[Point localization data]
━━━━━━━━━━━━━━━━
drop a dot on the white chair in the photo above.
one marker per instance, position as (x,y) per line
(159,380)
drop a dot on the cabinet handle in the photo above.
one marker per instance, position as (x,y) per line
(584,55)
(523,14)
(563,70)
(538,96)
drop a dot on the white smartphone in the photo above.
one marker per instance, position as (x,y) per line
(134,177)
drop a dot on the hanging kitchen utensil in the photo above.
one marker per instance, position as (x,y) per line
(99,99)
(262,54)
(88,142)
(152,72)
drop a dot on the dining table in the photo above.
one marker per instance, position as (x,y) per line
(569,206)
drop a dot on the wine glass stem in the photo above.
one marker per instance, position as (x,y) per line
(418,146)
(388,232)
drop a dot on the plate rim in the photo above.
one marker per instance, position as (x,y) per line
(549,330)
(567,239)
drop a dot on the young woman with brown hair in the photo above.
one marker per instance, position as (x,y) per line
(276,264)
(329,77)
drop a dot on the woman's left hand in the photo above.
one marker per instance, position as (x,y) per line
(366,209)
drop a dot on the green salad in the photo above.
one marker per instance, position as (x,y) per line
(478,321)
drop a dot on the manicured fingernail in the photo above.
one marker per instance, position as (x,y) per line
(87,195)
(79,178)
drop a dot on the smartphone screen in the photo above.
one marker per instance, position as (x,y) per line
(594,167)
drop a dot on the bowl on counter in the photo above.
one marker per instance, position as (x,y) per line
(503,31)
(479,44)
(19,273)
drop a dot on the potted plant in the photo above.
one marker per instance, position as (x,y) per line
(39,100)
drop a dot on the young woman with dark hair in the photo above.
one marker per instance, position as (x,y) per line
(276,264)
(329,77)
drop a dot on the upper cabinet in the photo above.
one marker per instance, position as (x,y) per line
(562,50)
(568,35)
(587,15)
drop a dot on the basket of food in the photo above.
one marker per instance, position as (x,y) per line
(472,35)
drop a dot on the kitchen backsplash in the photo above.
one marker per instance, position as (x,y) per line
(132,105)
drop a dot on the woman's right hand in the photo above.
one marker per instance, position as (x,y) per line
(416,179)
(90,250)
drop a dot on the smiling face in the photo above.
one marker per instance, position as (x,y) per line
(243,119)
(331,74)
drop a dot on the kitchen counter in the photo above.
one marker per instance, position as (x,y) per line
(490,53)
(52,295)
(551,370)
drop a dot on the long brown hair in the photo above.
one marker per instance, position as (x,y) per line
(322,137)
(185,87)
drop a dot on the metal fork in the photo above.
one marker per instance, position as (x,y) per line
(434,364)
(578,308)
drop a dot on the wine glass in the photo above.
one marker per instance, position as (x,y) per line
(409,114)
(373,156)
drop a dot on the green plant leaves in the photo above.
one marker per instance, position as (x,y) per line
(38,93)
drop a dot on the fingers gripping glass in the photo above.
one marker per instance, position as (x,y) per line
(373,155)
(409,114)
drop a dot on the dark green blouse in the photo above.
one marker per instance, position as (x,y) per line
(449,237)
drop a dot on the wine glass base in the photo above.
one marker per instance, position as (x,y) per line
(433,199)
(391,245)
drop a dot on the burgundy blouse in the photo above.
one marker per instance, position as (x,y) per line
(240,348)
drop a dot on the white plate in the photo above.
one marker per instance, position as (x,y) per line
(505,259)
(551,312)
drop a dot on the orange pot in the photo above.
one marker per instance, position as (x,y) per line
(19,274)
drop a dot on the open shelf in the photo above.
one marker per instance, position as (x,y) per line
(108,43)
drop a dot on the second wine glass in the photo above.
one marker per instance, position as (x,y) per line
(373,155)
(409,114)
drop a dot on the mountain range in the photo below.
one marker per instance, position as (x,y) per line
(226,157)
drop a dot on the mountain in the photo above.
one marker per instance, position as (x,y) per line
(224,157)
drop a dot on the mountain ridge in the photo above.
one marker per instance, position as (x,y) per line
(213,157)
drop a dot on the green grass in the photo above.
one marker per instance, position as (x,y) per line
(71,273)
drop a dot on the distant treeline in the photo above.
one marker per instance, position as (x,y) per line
━━━━━━━━━━━━━━━━
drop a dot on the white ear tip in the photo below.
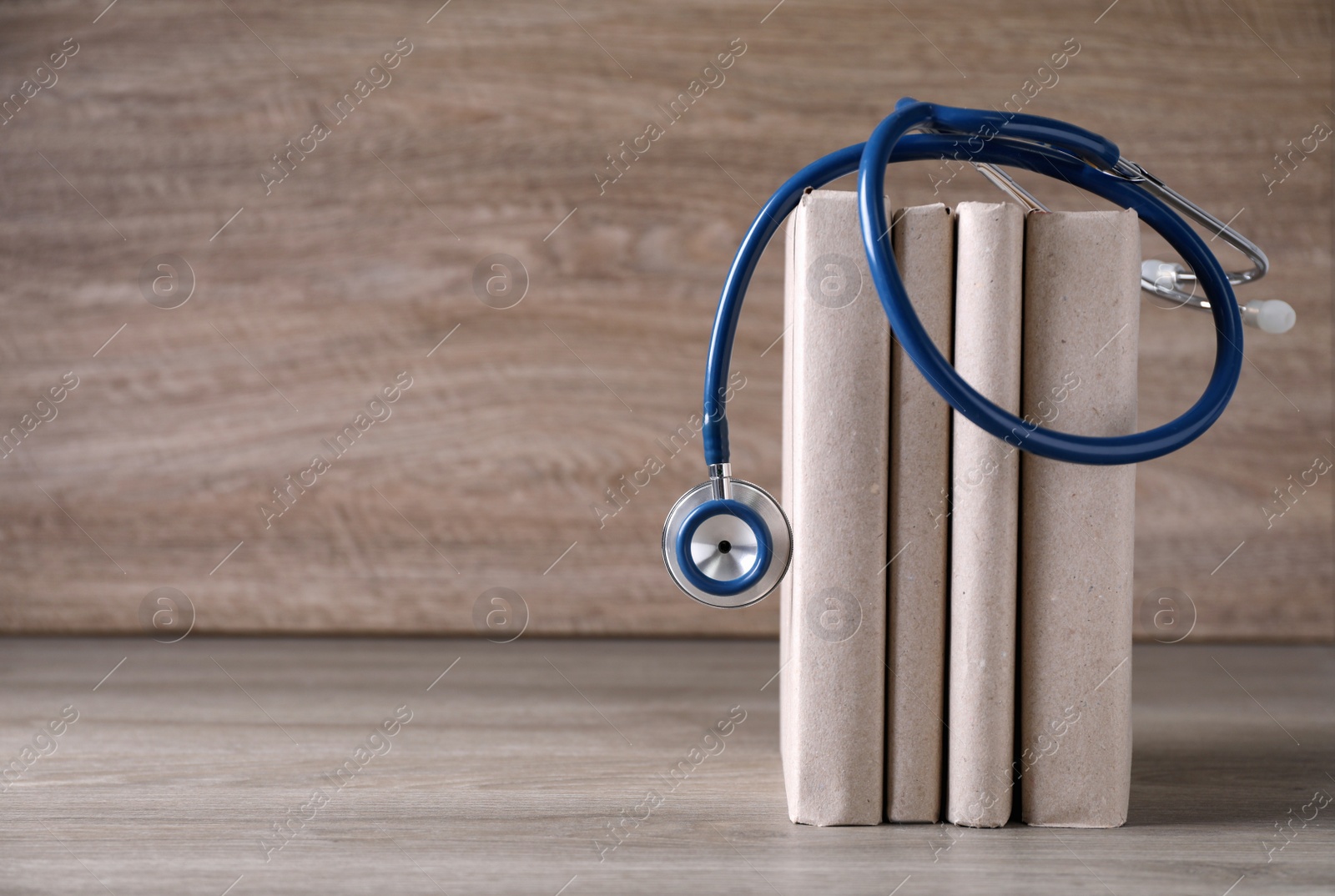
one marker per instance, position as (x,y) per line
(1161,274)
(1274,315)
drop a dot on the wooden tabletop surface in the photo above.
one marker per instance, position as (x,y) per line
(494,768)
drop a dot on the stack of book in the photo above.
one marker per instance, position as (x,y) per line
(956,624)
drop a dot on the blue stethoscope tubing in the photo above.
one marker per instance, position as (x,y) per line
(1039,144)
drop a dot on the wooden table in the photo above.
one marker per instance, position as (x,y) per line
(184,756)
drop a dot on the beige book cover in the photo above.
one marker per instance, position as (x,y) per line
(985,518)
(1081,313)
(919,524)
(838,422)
━━━━━━━━━━━━━━━━
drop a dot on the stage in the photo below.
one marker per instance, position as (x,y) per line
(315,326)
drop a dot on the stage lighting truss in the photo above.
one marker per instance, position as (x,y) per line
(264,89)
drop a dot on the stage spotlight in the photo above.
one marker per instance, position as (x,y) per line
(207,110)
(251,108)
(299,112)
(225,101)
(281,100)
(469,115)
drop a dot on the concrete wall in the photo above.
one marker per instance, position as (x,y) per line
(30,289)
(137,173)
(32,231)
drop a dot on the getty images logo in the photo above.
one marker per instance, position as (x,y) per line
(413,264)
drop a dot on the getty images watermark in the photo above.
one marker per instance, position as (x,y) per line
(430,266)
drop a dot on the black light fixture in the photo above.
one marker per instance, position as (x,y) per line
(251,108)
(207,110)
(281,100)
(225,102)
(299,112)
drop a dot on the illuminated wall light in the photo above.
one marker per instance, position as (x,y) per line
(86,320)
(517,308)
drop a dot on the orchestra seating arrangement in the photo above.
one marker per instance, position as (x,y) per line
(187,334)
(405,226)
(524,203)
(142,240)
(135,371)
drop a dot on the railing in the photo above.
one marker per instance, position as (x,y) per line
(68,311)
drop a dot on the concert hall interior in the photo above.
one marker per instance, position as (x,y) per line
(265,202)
━━━━━━━━━━━━━━━━
**Instructions for the task:**
Please count the lines of the entries above that include "brown" and give only the total.

**Solution to the exercise:**
2